# Document passage
※ ※ ※

Studio album by Bob James
- Released: August 15, 1982
- Recorded: March–June 1982
- Studio: A&R Recording, CBS Studios and Mediasound (New York City, New York); Minot Sound (White Plains, New York);
- Genre: Jazz fusion, smooth jazz, electronic jazz
- Length: 34:51
- Label: Tappan Zee
- Producer: Bob James

Bob James chronology
| Sign of the Times (1981) | Hands Down (1982) | Two of a Kind With Earl Klugh (1982) |

= Hands Down (album) =

Hands Down is the tenth studio album by Bob James), released in 1982. This was a turning point in James career, with the tracks "It's Only Me" and "Spunky" being early exponents of electronic jazz. At the time electronica was transforming popular music in reaction to the big orchestrations of the late 1970s (prevalent on James' previous works). The minimalist tastes of the era were also reflected in "Roberta", which mostly featured James in a piano solo.

One track, "Macumba", was a collaboration with songwriter Rod Temperton, held over from James' previous album Sign of the Times.

The track "Shamboozie" is sampled by rapper Rakim on the track "Guess Who's Back" from his 1997 debut solo album The 18th Letter.

== Track listing ==
All songs written by Bob James, unless where noted.

※ ※ ※

# Stated problem A
In the Hands Down album article, which songwriter worked with James on "Macumba"?
# Stated problem B
Write the next part of the Hands Down album article, starting right after its last line.
The entries here come from a different source than the album article.

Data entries
※ ※ ※

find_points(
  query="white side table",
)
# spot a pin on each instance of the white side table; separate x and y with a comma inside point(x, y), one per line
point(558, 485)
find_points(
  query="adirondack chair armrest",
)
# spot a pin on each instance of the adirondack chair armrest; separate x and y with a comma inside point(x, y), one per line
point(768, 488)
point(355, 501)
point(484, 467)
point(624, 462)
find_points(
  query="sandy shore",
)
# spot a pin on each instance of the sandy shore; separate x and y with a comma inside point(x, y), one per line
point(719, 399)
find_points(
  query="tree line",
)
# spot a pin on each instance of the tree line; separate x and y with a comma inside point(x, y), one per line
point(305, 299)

※ ※ ※

# Expected answer A
Rod Temperton

# Expected answer B
1. "Spunky" - 6:59
2. "Macumba" (Rod Temperton, Bob James) - 5:11
3. "Shamboozie" - 5:17
4. "Janus" - 5:51
5. "Roberta" (Mike Lawrence) - 6:53
6. "It's Only Me" - 5:24

== Personnel ==
- Bob James – Fender Rhodes (1–3), synthesizers (1–4, 6), synth bass (2, 6), drum programming (2, 6), acoustic piano (4–6)
- Steve Khan – guitars (2, 3)
- David Brown – guitars (4)
- Gary King – bass (1, 2, 5)
- Marcus Miller – bass (3)
- Doug Stegmeyer – bass (4)
- Harvey Mason – drums (1, 5)
- John Robinson – drums (2, 3)
- Liberty DeVitto – drums (4)
- Leonard 'Doc' Gibbs Jr. – percussion (1–4)

Brass and Woodwinds
- Rob Zante – lyricon (2)
- Jay Beckenstein – alto saxophone (3)
- Eddie Daniels – woodwinds (2, 3, 5), tenor saxophone (4)
- George Marge – woodwinds (2, 3, 5)
- Wally Kane – woodwinds (2, 3)
- Whit Sidener – woodwinds (2, 3)
- Mark Colby – woodwinds (5)
- Jim Pugh – trombone (2, 3, 5)
- Dave Taylor – trombone (2, 3, 5)
- Wayne Andre – trombone (5)
- Jon Faddis – trumpet (2, 3, 5)
- Mike Lawrence – trumpet (2, 3)
- Ron Tooley – trumpet (2, 3)
- Randy Brecker – trumpet (5)
- John Frosk – trumpet (5)
- Marvin Stamm – trumpet (5)

Strings on "Roberta"
- David Nadien – concertmaster
- Jonathan Abramowitz, Warren Lash, Richard Locker and Charles McCracken – cello
- Lamar Alsop, Alfred Brown and Emanuel Vardi – viola
- Elena Barer, Lewis Eley, Max Ellen, Barry Finclair, Theodore Israel, Marvin Morgenstern, Jan Mullen, John Pintavalle, Matthew Raimondi, Joseph Rubushka, Richard Sortomme and Gerald Tarack – violin

Vocals on "Macumba"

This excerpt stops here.